## DIRECTIONS FOR THIS TASK
Please format the data as a JSON list of strings, one string per line and no blank lines, beginning with the line that contains "the asphalt road." and continuing through the end of the data. Leave the pictures out.

## PROVIDED RECORDS
┏━━

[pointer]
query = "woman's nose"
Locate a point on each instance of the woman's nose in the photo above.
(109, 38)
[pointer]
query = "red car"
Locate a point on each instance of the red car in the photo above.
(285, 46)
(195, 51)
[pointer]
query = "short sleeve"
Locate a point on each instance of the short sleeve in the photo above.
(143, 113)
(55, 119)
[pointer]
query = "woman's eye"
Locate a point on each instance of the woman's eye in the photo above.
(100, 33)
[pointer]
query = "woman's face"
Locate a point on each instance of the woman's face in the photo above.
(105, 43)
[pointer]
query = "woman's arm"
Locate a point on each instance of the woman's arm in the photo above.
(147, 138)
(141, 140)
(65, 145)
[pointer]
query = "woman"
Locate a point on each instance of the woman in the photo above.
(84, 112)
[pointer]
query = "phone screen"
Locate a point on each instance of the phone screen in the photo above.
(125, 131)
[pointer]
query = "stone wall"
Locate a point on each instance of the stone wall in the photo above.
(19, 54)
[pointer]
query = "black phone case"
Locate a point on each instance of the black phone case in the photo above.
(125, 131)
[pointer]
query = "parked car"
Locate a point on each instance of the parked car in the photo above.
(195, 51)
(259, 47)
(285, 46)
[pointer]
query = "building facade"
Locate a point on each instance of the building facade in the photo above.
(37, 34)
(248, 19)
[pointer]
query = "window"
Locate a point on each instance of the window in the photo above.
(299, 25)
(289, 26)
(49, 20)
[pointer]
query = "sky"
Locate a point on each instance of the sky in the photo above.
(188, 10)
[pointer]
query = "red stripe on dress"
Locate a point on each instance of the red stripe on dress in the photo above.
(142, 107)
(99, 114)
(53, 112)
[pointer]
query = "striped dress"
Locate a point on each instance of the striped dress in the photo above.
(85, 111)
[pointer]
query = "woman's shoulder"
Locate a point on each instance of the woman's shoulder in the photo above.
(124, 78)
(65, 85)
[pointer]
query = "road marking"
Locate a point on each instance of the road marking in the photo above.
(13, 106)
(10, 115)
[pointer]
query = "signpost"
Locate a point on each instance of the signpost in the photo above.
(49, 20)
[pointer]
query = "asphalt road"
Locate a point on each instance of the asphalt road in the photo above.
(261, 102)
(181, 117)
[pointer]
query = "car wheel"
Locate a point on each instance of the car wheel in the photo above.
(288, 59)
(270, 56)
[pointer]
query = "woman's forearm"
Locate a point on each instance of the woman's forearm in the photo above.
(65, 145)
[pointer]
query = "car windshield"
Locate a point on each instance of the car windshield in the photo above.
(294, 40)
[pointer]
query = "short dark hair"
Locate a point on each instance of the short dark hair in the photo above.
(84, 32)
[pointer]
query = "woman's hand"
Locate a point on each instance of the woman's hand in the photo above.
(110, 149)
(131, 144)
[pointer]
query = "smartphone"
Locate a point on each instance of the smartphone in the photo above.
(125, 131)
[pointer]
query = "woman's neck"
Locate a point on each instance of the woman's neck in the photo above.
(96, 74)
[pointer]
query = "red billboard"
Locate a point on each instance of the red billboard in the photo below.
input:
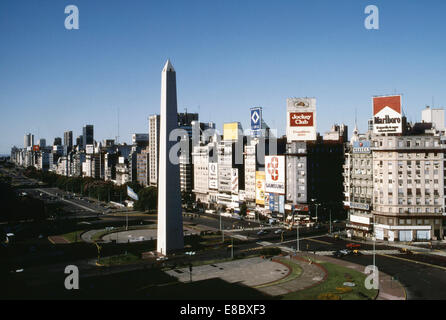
(393, 102)
(301, 119)
(387, 117)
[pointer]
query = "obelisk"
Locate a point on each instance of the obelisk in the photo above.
(170, 219)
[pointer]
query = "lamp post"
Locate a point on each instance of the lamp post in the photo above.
(297, 238)
(330, 220)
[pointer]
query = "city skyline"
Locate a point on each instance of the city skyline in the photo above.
(230, 60)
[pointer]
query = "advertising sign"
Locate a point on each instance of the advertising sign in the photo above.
(260, 187)
(360, 206)
(275, 174)
(234, 181)
(387, 114)
(213, 176)
(89, 149)
(256, 120)
(224, 178)
(230, 131)
(361, 146)
(301, 119)
(281, 204)
(271, 201)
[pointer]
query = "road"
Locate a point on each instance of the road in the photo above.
(421, 281)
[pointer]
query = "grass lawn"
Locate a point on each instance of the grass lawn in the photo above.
(119, 259)
(333, 285)
(74, 236)
(296, 271)
(98, 236)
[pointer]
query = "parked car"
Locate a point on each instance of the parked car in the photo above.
(341, 253)
(262, 232)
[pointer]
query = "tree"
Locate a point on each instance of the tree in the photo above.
(148, 199)
(243, 209)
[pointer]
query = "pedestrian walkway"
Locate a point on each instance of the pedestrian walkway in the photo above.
(251, 272)
(389, 288)
(441, 253)
(312, 274)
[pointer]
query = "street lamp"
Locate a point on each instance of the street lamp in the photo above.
(297, 237)
(316, 204)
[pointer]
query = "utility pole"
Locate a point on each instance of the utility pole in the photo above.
(374, 241)
(297, 238)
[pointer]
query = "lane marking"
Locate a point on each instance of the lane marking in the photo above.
(413, 261)
(73, 203)
(324, 242)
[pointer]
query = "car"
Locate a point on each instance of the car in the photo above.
(341, 253)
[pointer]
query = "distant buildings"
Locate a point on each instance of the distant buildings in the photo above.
(68, 139)
(394, 176)
(28, 140)
(390, 180)
(88, 135)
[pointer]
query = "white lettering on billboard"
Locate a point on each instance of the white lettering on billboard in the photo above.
(275, 174)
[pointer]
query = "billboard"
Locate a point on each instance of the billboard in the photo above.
(224, 178)
(89, 149)
(256, 120)
(260, 187)
(213, 176)
(275, 174)
(281, 204)
(361, 146)
(301, 119)
(230, 131)
(234, 181)
(387, 114)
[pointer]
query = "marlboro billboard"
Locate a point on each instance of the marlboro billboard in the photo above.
(387, 115)
(301, 119)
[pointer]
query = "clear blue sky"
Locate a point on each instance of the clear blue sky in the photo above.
(229, 56)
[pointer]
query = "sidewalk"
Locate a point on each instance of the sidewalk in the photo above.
(389, 289)
(435, 252)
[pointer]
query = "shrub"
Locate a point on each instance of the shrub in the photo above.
(270, 251)
(328, 296)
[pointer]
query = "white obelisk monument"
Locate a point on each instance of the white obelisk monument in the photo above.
(170, 219)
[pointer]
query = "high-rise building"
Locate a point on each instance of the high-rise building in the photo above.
(142, 167)
(42, 143)
(68, 139)
(57, 141)
(358, 186)
(408, 173)
(434, 116)
(28, 140)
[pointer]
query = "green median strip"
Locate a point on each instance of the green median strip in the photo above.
(295, 273)
(333, 287)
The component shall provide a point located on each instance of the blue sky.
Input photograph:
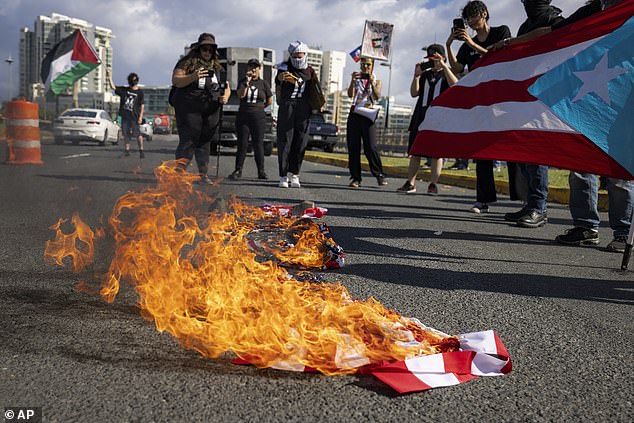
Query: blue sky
(151, 34)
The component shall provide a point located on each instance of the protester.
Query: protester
(365, 90)
(430, 79)
(584, 186)
(533, 214)
(255, 94)
(476, 14)
(131, 108)
(293, 82)
(197, 100)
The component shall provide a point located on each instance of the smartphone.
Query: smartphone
(458, 23)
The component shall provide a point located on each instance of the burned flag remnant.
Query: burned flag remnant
(224, 296)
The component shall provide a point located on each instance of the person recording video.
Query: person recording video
(197, 101)
(431, 78)
(476, 16)
(365, 90)
(255, 94)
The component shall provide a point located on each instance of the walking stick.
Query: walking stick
(628, 246)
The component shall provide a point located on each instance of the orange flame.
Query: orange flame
(197, 279)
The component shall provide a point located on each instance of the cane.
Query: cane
(628, 246)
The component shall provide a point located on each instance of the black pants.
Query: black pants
(361, 128)
(485, 183)
(250, 124)
(293, 119)
(197, 125)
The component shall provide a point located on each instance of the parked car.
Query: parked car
(85, 125)
(228, 133)
(322, 134)
(146, 130)
(162, 124)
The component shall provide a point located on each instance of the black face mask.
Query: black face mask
(536, 8)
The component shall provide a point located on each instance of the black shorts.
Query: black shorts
(130, 129)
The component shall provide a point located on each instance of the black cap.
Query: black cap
(435, 49)
(254, 63)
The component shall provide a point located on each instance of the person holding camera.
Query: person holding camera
(293, 82)
(430, 79)
(365, 90)
(131, 108)
(255, 94)
(476, 15)
(197, 100)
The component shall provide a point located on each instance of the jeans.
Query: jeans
(584, 194)
(537, 178)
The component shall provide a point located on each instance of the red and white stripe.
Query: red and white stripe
(489, 114)
(481, 354)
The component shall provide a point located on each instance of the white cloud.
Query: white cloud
(150, 34)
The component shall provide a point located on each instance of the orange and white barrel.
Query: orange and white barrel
(23, 133)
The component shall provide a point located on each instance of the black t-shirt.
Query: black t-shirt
(468, 56)
(581, 13)
(258, 91)
(208, 89)
(130, 102)
(297, 91)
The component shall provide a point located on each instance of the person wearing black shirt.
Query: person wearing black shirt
(255, 94)
(430, 80)
(131, 108)
(197, 100)
(293, 82)
(476, 15)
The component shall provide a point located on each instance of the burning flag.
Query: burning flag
(198, 279)
(68, 61)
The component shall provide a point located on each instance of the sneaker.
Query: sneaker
(617, 245)
(204, 180)
(532, 219)
(514, 216)
(479, 207)
(579, 236)
(407, 188)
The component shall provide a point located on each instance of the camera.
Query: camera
(458, 23)
(426, 65)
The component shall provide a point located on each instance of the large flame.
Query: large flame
(198, 279)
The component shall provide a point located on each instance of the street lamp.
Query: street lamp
(9, 60)
(389, 83)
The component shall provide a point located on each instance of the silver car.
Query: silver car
(78, 125)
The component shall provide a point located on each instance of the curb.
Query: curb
(555, 194)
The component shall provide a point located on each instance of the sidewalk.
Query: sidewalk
(449, 177)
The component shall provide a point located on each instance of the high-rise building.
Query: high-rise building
(49, 30)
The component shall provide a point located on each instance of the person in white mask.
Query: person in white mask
(293, 80)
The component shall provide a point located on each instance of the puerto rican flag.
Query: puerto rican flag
(564, 100)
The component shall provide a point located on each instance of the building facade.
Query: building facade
(48, 31)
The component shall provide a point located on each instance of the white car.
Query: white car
(85, 125)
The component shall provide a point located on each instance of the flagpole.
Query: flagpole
(628, 245)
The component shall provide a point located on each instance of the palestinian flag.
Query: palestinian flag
(68, 61)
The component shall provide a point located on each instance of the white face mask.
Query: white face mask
(300, 62)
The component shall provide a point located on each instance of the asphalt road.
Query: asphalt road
(565, 314)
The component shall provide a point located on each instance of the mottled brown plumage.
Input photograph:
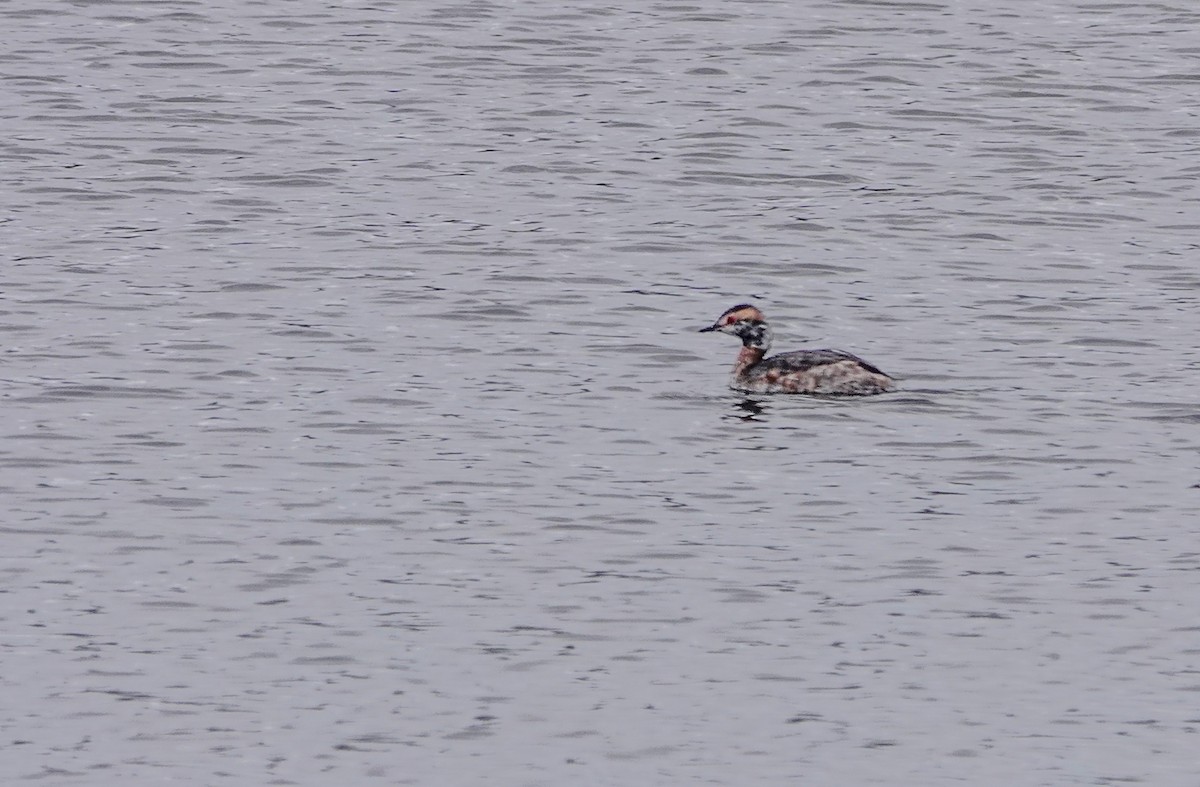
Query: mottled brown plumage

┗━━

## SOLUTION FOR THIS EXERCISE
[
  "The component shall provide a point located on each instance of the asphalt road.",
  "Query: asphalt road",
  "(565, 314)",
  "The component shall provide a point located on each instance of the mottled brown plumage.",
  "Input photograph:",
  "Query: mottled brown plumage"
]